- **Job**
In the records below, rewrite the lines from the line with "of the collapsed" to the line with "[(456, 127)]", both included, substituting "damaged building" for "collapsed building" and leaving everything else as it is. Give only those lines.

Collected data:
════════

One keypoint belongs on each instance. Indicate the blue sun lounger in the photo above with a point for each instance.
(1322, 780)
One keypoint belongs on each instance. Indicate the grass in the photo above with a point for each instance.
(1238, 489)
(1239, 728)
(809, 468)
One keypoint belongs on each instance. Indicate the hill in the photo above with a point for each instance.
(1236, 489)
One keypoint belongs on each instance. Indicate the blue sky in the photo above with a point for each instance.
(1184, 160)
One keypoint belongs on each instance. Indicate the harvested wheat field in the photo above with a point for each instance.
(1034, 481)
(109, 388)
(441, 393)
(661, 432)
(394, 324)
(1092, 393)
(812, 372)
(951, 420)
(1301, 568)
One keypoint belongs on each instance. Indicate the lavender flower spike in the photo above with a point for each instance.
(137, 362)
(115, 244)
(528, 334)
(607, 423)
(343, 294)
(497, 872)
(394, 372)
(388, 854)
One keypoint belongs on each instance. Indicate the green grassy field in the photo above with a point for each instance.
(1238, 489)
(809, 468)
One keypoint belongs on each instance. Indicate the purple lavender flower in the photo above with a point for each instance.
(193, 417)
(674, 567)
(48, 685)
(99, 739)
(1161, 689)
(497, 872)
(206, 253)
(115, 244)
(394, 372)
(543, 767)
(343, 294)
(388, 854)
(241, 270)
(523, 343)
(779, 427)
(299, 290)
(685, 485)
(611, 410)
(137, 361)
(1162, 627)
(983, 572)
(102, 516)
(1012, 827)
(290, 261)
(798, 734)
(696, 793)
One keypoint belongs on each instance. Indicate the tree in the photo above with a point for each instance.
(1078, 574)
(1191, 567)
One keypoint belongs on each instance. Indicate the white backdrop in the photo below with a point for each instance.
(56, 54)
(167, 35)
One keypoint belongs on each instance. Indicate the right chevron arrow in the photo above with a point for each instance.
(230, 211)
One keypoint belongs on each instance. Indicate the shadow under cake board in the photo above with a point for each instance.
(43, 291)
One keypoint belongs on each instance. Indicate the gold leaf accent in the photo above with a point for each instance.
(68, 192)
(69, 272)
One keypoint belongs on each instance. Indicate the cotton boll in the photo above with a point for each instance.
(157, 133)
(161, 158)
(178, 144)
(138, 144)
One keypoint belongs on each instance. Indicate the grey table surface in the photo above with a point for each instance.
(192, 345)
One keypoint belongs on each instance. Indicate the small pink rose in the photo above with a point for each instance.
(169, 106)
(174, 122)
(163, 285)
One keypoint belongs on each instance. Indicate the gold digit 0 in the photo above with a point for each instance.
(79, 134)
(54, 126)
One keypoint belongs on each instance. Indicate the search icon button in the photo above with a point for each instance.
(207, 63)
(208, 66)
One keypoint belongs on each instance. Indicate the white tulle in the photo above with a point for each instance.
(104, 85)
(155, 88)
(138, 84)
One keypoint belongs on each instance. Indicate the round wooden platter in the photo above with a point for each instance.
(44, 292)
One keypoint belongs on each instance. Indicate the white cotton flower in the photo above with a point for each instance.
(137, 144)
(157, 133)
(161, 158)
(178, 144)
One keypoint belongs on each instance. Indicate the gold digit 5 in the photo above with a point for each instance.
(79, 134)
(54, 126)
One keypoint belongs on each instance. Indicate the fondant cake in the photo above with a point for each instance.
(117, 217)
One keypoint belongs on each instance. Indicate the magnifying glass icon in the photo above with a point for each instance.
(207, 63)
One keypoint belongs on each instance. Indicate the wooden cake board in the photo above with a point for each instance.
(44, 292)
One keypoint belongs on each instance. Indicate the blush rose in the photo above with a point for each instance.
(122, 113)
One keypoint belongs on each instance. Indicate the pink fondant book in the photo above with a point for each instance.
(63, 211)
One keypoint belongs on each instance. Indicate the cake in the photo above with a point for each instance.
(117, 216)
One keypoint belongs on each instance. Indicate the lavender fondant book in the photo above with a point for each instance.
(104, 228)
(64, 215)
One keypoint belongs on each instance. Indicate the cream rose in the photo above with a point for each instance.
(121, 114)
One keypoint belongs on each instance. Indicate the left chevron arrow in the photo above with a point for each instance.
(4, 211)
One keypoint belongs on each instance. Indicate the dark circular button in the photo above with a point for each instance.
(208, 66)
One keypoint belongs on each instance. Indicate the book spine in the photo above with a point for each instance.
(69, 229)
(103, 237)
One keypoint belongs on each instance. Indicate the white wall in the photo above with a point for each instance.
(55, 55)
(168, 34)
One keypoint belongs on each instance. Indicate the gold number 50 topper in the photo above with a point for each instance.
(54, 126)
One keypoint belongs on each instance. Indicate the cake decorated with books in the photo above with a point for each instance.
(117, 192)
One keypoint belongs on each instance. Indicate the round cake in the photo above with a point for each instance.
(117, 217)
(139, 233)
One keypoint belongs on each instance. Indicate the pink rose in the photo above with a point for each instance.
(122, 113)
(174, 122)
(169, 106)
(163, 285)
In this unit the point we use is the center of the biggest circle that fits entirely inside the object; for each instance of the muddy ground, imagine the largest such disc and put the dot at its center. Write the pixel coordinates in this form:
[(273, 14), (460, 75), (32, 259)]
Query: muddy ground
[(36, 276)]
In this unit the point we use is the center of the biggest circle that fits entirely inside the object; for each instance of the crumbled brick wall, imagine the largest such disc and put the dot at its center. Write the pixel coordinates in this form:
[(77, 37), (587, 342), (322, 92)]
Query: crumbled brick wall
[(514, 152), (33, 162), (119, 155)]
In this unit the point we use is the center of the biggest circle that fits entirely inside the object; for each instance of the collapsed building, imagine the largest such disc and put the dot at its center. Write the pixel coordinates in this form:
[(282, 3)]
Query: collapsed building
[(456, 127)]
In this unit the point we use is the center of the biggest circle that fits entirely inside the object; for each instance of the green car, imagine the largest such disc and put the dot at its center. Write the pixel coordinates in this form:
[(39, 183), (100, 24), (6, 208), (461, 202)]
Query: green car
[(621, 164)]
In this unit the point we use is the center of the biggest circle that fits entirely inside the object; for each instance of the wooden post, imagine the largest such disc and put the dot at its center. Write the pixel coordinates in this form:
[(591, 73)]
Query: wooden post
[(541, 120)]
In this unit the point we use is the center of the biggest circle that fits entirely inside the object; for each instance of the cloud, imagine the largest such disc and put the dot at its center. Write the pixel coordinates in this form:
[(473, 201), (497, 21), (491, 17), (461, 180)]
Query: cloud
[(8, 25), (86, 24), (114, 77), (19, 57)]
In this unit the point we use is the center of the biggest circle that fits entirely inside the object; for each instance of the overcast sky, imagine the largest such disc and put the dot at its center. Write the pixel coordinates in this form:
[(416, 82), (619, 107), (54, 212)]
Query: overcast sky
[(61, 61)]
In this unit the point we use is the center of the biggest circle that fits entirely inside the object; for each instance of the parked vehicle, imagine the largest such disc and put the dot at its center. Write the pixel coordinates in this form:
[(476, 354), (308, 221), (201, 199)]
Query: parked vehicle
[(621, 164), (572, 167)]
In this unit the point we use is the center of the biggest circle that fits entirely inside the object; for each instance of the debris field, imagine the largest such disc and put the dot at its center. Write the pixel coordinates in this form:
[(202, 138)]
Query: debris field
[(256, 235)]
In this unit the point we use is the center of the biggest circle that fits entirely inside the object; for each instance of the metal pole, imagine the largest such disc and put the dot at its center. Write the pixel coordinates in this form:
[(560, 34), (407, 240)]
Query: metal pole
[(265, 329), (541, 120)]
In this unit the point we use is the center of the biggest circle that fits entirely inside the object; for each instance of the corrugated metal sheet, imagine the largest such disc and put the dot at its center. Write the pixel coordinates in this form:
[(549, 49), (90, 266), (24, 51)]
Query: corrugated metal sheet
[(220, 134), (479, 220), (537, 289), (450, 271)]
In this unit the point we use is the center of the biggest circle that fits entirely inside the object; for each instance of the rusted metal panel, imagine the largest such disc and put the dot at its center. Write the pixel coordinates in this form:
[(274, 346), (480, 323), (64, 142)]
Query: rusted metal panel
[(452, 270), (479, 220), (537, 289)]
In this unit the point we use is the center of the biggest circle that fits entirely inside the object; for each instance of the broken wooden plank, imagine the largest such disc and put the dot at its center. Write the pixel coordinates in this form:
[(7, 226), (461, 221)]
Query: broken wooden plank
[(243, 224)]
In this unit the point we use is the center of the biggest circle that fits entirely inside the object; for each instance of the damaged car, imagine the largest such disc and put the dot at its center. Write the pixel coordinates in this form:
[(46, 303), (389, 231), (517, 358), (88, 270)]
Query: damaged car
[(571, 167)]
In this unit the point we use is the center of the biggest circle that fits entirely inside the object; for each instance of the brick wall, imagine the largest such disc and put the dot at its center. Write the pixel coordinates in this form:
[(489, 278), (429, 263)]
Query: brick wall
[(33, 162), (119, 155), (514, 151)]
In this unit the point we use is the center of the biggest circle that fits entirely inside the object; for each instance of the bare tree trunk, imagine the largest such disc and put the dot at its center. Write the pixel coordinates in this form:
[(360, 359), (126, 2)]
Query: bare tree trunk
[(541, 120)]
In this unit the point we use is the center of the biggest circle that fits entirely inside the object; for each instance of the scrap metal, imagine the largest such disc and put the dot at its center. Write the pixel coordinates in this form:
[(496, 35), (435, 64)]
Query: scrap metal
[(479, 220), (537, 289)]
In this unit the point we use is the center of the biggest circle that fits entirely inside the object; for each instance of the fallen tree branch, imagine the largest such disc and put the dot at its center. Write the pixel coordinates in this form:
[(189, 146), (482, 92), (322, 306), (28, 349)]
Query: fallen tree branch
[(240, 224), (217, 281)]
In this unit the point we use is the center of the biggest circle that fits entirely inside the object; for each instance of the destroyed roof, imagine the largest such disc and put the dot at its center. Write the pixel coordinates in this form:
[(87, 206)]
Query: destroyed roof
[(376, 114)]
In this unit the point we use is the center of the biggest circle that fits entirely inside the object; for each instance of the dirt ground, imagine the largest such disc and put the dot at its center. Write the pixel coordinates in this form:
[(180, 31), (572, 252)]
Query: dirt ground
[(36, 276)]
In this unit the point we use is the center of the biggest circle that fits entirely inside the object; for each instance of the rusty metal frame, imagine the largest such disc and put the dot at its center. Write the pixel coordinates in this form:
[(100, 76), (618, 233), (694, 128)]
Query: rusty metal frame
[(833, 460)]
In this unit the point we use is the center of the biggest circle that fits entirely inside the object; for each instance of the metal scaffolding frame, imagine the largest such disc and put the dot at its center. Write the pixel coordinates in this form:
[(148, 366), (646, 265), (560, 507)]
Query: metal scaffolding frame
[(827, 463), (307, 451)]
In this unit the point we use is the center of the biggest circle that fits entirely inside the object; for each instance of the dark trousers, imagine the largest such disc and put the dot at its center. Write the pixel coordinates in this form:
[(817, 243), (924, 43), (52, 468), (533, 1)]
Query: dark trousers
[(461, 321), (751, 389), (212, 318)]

════════

- **Complete output**
In this unit the point we use is the center of the biggest circle that fits entirely inside the object; for each instance of the damaged building, imagine the largest such disc and put the dot at its center. Write the pixel coordinates in this form:
[(282, 3)]
Query: damaged building
[(456, 127)]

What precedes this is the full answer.